This document describes XLOG’s performance benchmarking suite, methodology, and baseline metrics.

Running Benchmarks

Prerequisites

  • CUDA-capable NVIDIA GPU (compute capability 7.0+; development device: RTX PRO 3000 Blackwell, SM120)
  • CUDA Toolkit 13.x
  • Decision-DNNF knowledge compiler (for exact inference benchmarks that use external compilation)
  • Sufficient GPU memory (4GB minimum, 12GB recommended for neural-symbolic training)

Quick Start

# Run all benchmarks
cargo bench

# Run specific benchmark suite
cargo bench -p xlog-gpu    # Transitive closure, joins, aggregation
cargo bench -p xlog-prob   # Exact inference, Monte Carlo
cargo bench -p xlog-stats  # Statistics manager
cargo bench -p xlog-solve  # SAT solver

# Run specific benchmark group
cargo bench -p xlog-gpu -- tc_benches
cargo bench -p xlog-gpu -- join_benches

# Generate HTML report
cargo bench -- --save-baseline baseline_name
cargo bench -- --baseline baseline_name

Environment Variables

VariableDescriptionDefault
CUDA_VISIBLE_DEVICESGPU device ordinal0
XLOG_BENCH_MEMORY_MBGPU memory budget4096
WCOJ_BENCH_FULLRun the full WCOJ triangle matrix (adds 100K + 250K row sizes)0
XLOG_USE_WCOJ_TRIANGLE_U32Force-on the WCOJ triangle dispatch (bypasses adaptive classifier)unset
XLOG_USE_WCOJ_TRIANGLE_ADAPTIVEAdaptive (skew-classifier-gated) WCOJ dispatch — set to 0/false to opt out of default-onunset (default-on)

> _PROBLEMS TO SOLVE_
a - According to the XLOG benchmarking document, what is the minimum amount of GPU memory required?
b - Reproduce the part of the XLOG benchmarking document that begins with the words containing "VariableDescriptionDefault" and ends with "of default-onunset (default-on)".
c - Resume the XLOG benchmarking document from the point where it stops.
The records have no connection to the benchmarking document.

> _Portion of a data file_
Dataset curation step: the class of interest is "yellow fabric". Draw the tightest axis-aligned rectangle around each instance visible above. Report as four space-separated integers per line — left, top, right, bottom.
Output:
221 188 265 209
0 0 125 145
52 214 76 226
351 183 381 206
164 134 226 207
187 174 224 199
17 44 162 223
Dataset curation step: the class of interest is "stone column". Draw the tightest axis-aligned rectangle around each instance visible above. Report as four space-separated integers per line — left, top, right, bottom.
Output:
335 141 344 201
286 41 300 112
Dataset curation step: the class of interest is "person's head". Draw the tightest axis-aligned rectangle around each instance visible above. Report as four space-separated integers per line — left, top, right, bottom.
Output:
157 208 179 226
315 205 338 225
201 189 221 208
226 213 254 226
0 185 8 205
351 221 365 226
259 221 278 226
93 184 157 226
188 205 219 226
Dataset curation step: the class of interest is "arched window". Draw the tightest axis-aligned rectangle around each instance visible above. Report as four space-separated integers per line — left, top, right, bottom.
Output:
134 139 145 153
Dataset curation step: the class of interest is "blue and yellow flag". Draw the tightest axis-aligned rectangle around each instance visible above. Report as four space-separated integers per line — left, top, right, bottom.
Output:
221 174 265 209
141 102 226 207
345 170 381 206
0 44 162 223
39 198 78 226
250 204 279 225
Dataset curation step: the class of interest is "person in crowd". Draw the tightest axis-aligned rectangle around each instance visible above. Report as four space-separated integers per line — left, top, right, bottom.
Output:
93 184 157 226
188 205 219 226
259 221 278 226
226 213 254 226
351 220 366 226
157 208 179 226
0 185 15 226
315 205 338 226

> _WRITTEN ANSWERS_
a - 4GB

b -
VariableDescriptionDefault
CUDA_VISIBLE_DEVICESGPU device ordinal0
XLOG_BENCH_MEMORY_MBGPU memory budget4096
WCOJ_BENCH_FULLRun the full WCOJ triangle matrix (adds 100K + 250K row sizes)0
XLOG_USE_WCOJ_TRIANGLE_U32Force-on the WCOJ triangle dispatch (bypasses adaptive classifier)unset
XLOG_USE_WCOJ_TRIANGLE_ADAPTIVEAdaptive (skew-classifier-gated) WCOJ dispatch — set to 0/false to opt out of default-onunset (default-on)

c -
XLOG_DISABLE_WCOJ_TRIANGLEHard kill switch — pins all WCOJ triangle dispatch off, beats every other flagunset

Benchmark Categories

GPU Logic Benchmarks (xlog-gpu)

Location: crates/xlog-gpu/benches/logic_bench.rs

Transitive Closure

Tests recursive query evaluation (semi-naive fixpoint iteration).
BenchmarkDescriptionMetric
tc_chainChain graph 0→1→2→…→nIteration depth
tc_randomRandom sparse graphRows/sec
tc_denseComplete bipartite K_{n,n}Output explosion
Parameters:
  • tc_chain: depth 100, 500, 1000, 2000
  • tc_random: 10K, 100K, 1M edges
  • tc_dense: K_{100,100}, K_{200,200}, K_{500,500}

Hash Join Throughput

Tests GPU hash join kernel performance.
BenchmarkDescriptionMetric
join_throughputVarying cardinalityRows/sec
join_selectivityVarying key rangeOutput rows/input
multiway_join3-way joinIntermediate explosion
Parameters:
  • Cardinalities: 10Kx10K to 1Mx100K
  • Key ranges: 100 (high selectivity) to 100K (low selectivity)
  • Multi-way: 10K, 50K, 100K rows per relation

Aggregation

Tests GROUP BY with COUNT aggregate.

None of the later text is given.